WHAT YOU HAVE TO DO: Rewrite the records below, starting with the line that contains "Highlight grass tuft in the image above." and going on through the line that contains "[0, 61, 299, 200]", putting "Outline" wherever "Highlight" appears and changing nothing else.

# START OF EXERCISE INPUT

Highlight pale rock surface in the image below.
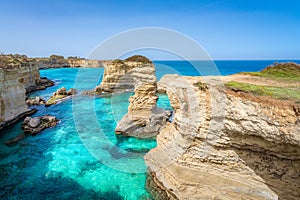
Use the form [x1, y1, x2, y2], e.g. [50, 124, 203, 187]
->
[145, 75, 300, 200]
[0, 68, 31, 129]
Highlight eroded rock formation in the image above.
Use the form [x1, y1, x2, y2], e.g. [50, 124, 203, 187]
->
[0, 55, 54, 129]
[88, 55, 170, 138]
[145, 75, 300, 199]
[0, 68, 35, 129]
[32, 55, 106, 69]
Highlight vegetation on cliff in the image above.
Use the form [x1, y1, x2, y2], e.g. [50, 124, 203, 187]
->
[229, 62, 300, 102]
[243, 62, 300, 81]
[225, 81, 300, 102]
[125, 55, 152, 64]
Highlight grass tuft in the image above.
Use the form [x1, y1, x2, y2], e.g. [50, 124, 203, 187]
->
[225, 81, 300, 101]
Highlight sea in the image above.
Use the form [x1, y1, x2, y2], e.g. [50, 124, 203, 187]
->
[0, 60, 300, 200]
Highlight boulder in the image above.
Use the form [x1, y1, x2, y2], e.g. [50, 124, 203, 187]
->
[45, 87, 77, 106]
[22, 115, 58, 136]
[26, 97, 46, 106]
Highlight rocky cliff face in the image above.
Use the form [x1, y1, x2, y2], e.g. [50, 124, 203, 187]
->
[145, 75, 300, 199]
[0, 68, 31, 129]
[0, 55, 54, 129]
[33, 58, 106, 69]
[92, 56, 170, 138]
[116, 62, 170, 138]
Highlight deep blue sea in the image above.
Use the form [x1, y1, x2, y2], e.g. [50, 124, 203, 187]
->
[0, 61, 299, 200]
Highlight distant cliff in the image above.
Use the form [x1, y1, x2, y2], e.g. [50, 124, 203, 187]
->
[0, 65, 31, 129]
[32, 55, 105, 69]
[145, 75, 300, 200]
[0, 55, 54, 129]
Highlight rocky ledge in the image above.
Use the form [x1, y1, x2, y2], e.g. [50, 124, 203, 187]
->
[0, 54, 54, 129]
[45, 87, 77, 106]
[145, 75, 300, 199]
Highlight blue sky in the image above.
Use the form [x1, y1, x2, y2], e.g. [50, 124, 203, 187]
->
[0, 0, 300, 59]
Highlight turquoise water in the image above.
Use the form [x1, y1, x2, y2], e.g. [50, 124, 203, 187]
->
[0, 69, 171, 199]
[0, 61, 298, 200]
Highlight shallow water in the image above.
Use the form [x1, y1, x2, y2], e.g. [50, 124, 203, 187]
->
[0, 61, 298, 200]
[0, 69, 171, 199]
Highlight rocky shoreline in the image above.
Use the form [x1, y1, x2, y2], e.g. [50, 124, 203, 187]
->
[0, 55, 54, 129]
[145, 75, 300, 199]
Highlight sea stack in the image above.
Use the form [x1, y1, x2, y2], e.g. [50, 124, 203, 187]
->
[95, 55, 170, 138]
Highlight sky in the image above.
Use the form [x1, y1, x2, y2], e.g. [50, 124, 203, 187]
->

# END OF EXERCISE INPUT
# START OF EXERCISE INPUT

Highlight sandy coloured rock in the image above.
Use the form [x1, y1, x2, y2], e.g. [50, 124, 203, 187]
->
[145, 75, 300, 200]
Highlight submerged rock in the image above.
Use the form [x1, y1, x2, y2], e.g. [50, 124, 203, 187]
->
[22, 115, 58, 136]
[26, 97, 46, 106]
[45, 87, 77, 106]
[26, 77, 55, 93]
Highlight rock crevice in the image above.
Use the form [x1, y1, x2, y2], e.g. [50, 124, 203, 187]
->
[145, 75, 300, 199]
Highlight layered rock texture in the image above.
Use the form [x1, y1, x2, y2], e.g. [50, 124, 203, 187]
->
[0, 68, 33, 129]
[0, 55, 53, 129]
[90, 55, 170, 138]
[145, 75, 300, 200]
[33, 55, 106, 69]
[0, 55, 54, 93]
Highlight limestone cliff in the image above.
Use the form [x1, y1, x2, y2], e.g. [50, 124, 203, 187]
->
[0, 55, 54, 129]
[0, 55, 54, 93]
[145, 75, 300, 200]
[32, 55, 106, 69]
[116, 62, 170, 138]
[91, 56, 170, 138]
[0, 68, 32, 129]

# END OF EXERCISE INPUT

EXERCISE RESULT:
Outline grass tuft in the image above.
Use the form [x1, y1, x2, y2], e.g. [50, 124, 203, 187]
->
[225, 81, 300, 101]
Outline sea in the image above.
Use the form [x1, y1, x2, y2], e.g. [50, 124, 203, 187]
->
[0, 60, 300, 200]
Outline boulder in the image above.
Use the form [x1, y1, x2, y2], e.g. [50, 124, 203, 187]
->
[45, 87, 77, 106]
[22, 115, 58, 136]
[26, 97, 46, 106]
Outline rocky cliff face in the image above.
Use the form [x1, y1, x2, y2], e.g. [50, 124, 203, 187]
->
[145, 75, 300, 199]
[0, 68, 31, 129]
[0, 55, 54, 129]
[33, 58, 106, 69]
[92, 56, 170, 138]
[116, 62, 170, 138]
Outline deep blue sea in the image above.
Use the form [x1, y1, x2, y2], e.g. [50, 124, 203, 187]
->
[0, 61, 299, 200]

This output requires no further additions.